__BRIEF__. Check each statement against the story for the week, giving yes or no and quoting the words of the story that settle it. 1. The pancreatic cancer diagnosis came on May 9, 2019. 2. The tumor was considered fully resectable. 3. Without surgery, the five-year survival rate is 20-30%.

__DOCUMENT PASSAGE__.
+ + + + + + +

Story for the Week

One year, 4 months, 12 days. That’s how long we prepared to lose him, but we still weren’t ready. We could never be ready.

On May 9, 2019, the floor fell out of our world when my husband was diagnosed with pancreatic cancer. At 12:24 p.m. on September 20, 2020, the ceiling caved in when we lost him to respiratory failure after he contracted pneumonia.

I have spent six weeks dissecting those 16 months, thinking about every decision we made, about every time I lost my patience, about every time he asked me if this was the beginning of the end and I told him no and really believed it. My head knows that we made the right choices. We took the recommendations of a doctor we believe in. We sought a second opinion at the top facility in our state, which is one of the top facilities in the country. We put our trust in the doctors and did everything they asked. We put our faith in God. My heart, however, is still managing through the what-ifs.

Dennis had a lot of time for a pancreatic cancer patient. Only 10-20% of pancreatic tumors are fully resectable when they’re discovered, and his tumor was considered borderline resectable because it was touching the portal vein. The protocol in that situation is what they call neoadjuvant chemotherapy to shrink the tumor so the surgeon can get around it. Even then, the average life span after surgery is 2.5 years with only 20-30% of patients surviving five years. Without surgery, the five-year survival rate is 6-9% depending on where you look for information.

+ + + + + + +

__SUPPLIED DATA__.
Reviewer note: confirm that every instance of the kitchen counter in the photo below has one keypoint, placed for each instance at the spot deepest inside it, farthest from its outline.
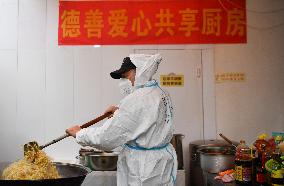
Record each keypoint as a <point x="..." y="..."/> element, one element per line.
<point x="108" y="178"/>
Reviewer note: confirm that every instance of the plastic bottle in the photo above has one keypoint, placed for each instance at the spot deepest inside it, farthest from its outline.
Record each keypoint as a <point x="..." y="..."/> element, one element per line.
<point x="260" y="171"/>
<point x="243" y="164"/>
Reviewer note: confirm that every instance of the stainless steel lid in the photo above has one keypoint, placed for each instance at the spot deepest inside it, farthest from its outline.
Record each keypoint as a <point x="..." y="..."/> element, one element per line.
<point x="212" y="142"/>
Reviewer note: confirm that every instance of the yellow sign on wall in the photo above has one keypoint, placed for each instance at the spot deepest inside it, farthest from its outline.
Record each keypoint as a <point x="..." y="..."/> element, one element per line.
<point x="172" y="80"/>
<point x="230" y="77"/>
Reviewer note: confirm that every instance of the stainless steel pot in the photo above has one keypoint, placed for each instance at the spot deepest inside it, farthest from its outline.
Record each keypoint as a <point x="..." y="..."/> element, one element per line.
<point x="215" y="159"/>
<point x="101" y="161"/>
<point x="71" y="175"/>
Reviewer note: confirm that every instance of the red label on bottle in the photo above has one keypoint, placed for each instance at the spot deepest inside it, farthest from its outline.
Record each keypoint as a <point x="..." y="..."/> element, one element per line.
<point x="247" y="171"/>
<point x="260" y="178"/>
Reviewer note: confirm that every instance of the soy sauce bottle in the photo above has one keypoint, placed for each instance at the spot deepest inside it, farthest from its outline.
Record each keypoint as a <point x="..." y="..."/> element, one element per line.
<point x="243" y="164"/>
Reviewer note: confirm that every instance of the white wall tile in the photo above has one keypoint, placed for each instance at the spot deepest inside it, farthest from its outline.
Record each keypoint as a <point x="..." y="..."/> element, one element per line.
<point x="8" y="24"/>
<point x="31" y="94"/>
<point x="60" y="101"/>
<point x="9" y="140"/>
<point x="32" y="24"/>
<point x="87" y="84"/>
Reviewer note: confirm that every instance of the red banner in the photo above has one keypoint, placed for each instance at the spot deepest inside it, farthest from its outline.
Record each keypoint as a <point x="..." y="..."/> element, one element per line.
<point x="152" y="22"/>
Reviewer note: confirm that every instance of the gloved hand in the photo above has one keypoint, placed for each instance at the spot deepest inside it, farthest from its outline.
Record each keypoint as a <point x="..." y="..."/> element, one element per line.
<point x="111" y="109"/>
<point x="73" y="130"/>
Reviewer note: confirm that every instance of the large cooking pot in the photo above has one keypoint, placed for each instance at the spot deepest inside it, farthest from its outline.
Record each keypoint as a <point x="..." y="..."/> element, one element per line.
<point x="71" y="175"/>
<point x="101" y="161"/>
<point x="215" y="159"/>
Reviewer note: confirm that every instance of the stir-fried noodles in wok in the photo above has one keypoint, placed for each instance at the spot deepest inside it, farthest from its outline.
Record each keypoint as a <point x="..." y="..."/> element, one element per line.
<point x="35" y="165"/>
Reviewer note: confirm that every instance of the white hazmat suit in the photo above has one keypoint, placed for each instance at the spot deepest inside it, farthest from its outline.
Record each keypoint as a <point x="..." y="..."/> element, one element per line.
<point x="143" y="127"/>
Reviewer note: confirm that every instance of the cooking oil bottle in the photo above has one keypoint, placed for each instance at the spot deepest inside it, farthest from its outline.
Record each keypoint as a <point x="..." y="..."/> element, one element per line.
<point x="243" y="164"/>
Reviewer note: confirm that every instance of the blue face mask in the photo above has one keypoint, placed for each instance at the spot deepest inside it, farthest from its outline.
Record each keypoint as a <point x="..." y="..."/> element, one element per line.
<point x="125" y="86"/>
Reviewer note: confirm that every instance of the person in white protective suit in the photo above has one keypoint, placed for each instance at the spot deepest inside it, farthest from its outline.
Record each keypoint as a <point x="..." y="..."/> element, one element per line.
<point x="142" y="124"/>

+ + + + + + +

__TASK RESPONSE__.
1. Yes: "On May 9, 2019, the floor fell out of our world when my husband was diagnosed with pancreatic cancer."
2. No: "his tumor was considered borderline resectable because it was touching the portal vein."
3. No: "Without surgery, the five-year survival rate is 6-9% depending on where you look for information."